__Problem to work on__.
Pull out every line of the items below that contains the word "water", and copy each one in full.

__Recorded information__.
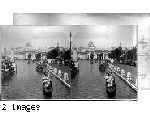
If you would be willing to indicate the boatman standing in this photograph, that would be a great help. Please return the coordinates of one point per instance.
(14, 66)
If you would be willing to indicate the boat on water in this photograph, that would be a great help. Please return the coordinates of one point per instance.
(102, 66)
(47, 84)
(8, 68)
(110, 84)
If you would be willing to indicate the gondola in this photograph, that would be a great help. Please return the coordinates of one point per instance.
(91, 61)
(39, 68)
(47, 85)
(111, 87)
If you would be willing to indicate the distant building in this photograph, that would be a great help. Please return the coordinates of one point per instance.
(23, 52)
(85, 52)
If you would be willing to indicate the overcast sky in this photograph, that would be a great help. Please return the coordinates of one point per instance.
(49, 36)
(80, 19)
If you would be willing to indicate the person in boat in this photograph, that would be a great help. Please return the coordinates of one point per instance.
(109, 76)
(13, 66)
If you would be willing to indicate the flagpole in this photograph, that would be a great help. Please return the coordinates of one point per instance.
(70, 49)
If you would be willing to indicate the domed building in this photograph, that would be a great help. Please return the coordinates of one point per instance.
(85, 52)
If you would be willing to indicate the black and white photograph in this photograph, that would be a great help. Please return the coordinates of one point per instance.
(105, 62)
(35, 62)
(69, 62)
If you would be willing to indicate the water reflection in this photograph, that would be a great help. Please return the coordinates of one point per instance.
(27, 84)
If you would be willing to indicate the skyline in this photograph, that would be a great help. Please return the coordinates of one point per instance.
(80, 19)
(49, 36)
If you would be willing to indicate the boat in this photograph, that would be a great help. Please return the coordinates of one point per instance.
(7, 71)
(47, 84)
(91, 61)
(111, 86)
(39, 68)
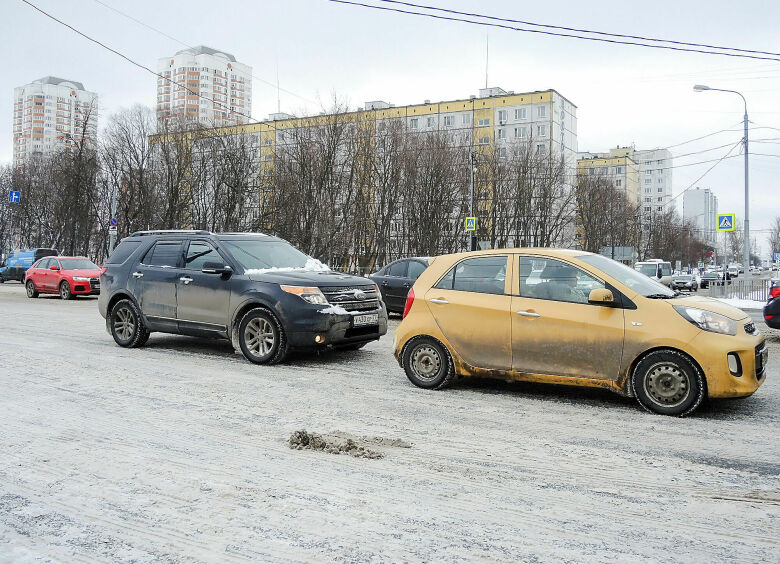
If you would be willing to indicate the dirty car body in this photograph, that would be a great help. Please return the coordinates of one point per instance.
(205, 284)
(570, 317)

--

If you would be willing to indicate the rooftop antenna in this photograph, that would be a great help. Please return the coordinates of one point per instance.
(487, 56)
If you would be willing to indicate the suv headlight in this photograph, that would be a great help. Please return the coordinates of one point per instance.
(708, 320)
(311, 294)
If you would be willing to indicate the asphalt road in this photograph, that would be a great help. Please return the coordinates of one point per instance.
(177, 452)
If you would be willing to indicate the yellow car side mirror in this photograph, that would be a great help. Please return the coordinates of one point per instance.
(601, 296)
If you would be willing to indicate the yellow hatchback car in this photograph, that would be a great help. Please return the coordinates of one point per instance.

* * *

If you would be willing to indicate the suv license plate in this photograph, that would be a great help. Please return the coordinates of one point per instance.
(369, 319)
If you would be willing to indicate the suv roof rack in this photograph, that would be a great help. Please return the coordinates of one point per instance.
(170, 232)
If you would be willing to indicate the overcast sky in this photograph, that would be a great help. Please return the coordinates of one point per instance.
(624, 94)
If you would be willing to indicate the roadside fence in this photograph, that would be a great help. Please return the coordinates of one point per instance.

__Task result__.
If you would be willing to indicate the boat on water in this photograph, that would be a great help. Please return the coordinates of one point per instance.
If you would be willing to indicate the water reflection in this photograph, that would be a great help. Please return the coordinates of one point per instance.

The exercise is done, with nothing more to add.